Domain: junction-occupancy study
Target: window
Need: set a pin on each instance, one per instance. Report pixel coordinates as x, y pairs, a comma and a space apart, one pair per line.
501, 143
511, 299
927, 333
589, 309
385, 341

▶ **Exercise**: Give again each line shown above, keeping every word as it is.

▶ **Result**:
Domain: junction-occupancy study
Target: window
Need: set a pin on each instance, one per instance. Report pixel coordinates as x, y pairs, a comma and a space apart, one pair per line.
501, 143
511, 299
927, 333
589, 309
385, 341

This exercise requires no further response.